From the listing below, pick out every line containing the word "beach" and copy each one as it appears; matching is case-sensitive.

☆ ☆ ☆ ☆ ☆ ☆ ☆

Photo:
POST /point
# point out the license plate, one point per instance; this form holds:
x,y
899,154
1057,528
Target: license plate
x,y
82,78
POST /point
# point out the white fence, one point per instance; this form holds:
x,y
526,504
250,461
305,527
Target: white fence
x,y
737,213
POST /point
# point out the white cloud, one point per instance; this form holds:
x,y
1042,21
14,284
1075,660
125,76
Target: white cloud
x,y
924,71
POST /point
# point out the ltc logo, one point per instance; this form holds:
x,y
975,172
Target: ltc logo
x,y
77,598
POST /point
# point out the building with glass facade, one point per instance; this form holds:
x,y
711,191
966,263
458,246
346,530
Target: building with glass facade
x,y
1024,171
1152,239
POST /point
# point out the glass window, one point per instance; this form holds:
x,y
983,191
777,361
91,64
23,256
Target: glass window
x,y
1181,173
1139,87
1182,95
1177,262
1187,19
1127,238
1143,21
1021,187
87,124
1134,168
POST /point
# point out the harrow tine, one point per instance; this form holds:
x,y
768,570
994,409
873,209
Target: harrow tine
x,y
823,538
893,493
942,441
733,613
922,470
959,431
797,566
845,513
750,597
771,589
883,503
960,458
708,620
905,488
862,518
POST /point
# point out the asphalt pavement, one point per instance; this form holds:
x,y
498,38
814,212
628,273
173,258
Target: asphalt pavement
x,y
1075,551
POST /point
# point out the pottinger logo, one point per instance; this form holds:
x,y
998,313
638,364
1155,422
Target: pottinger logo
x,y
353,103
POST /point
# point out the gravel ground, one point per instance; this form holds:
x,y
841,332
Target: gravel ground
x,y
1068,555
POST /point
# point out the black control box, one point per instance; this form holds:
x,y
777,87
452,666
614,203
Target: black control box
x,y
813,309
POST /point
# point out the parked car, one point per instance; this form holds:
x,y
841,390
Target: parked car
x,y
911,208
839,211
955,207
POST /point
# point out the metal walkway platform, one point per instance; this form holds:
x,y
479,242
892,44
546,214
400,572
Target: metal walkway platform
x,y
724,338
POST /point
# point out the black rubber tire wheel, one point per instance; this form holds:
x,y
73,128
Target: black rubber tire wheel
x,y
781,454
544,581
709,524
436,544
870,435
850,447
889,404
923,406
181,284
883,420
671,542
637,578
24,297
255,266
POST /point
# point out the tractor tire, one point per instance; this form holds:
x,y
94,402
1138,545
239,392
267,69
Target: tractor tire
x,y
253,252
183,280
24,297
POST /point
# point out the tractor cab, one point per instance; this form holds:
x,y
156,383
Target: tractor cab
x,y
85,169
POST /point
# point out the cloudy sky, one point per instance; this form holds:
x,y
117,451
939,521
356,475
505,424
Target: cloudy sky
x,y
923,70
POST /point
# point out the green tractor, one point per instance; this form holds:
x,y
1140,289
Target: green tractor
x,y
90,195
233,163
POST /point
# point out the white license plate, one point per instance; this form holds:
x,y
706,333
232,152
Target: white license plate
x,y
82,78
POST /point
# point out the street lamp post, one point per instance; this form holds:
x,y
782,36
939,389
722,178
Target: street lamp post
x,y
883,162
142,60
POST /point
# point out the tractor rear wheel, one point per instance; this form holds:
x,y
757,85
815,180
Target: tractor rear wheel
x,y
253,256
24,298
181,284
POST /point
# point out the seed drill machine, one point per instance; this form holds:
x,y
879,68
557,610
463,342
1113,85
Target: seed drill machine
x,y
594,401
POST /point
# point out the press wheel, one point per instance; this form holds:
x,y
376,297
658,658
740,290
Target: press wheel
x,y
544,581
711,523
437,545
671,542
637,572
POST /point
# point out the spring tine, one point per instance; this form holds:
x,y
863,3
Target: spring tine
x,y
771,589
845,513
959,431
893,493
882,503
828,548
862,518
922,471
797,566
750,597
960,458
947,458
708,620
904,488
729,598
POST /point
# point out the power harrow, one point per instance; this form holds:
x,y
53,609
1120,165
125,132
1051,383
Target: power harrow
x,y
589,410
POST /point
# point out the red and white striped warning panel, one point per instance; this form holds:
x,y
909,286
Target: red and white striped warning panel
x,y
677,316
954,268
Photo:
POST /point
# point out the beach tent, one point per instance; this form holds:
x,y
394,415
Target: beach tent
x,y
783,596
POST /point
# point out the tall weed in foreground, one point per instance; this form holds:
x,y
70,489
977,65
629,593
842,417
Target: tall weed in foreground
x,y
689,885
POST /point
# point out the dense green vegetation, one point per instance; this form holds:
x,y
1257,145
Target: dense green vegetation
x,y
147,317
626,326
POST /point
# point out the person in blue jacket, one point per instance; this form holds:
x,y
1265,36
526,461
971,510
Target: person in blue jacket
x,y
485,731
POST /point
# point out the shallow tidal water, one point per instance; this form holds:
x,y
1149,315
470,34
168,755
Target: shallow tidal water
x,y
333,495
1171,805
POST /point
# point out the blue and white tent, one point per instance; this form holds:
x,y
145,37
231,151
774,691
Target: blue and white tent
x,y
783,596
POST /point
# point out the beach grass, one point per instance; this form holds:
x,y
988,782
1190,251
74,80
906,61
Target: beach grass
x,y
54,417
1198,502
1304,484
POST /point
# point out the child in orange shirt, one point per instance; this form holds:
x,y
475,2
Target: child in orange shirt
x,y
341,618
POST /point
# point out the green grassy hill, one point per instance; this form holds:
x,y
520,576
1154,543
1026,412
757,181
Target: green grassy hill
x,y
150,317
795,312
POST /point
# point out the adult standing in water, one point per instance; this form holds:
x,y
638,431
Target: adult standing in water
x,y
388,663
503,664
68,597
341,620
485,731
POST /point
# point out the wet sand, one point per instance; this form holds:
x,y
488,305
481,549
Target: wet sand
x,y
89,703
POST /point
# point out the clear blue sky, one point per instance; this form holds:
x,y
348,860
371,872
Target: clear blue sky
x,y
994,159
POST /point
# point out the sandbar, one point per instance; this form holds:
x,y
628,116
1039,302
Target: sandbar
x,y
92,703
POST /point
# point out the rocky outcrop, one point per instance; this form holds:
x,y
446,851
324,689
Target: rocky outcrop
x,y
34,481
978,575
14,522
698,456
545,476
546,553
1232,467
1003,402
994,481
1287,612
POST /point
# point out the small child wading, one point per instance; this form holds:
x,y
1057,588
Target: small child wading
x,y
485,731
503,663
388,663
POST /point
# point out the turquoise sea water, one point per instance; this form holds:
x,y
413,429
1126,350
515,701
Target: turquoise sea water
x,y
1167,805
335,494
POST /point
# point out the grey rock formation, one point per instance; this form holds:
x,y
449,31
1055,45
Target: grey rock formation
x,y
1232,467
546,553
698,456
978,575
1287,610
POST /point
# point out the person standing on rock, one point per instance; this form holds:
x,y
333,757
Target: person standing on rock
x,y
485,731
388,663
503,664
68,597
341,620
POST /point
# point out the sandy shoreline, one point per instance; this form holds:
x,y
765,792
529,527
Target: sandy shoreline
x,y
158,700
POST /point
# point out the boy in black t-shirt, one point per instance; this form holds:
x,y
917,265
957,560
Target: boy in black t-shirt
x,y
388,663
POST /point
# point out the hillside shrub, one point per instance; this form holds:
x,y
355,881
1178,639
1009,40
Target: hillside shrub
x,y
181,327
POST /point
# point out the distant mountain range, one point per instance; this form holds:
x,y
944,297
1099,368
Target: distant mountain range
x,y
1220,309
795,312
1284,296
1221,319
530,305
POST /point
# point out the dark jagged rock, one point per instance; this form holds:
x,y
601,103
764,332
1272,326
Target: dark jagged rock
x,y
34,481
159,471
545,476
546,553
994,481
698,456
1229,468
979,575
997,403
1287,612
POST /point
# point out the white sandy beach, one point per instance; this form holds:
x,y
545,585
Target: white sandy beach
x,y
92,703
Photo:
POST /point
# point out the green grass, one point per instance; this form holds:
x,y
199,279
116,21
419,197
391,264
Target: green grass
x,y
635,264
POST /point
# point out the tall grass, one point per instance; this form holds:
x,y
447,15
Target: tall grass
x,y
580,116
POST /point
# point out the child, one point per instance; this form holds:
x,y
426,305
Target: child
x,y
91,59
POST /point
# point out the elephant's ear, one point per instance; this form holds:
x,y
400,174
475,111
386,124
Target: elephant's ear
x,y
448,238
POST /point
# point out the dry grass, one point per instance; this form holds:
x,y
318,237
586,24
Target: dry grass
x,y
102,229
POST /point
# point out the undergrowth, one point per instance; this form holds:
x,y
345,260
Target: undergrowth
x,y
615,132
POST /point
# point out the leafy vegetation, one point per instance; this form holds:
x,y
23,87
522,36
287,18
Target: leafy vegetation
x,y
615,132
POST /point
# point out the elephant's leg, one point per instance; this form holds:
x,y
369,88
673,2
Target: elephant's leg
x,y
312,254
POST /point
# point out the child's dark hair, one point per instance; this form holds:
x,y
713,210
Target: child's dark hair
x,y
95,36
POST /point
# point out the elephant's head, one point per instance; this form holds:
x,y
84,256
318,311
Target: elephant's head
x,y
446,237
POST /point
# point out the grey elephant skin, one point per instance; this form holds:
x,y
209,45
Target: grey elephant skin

☆ ☆ ☆ ☆ ☆ ☆ ☆

SOLUTION FOR THIS PROBLEM »
# point out the beach tent, one point per instance; this form holds:
Target: beach tent
# point out the beach grass, one point per instance; this form holds:
Target: beach grass
# point out the white sandy beach, one point per instance; this form holds:
Target: white sandy beach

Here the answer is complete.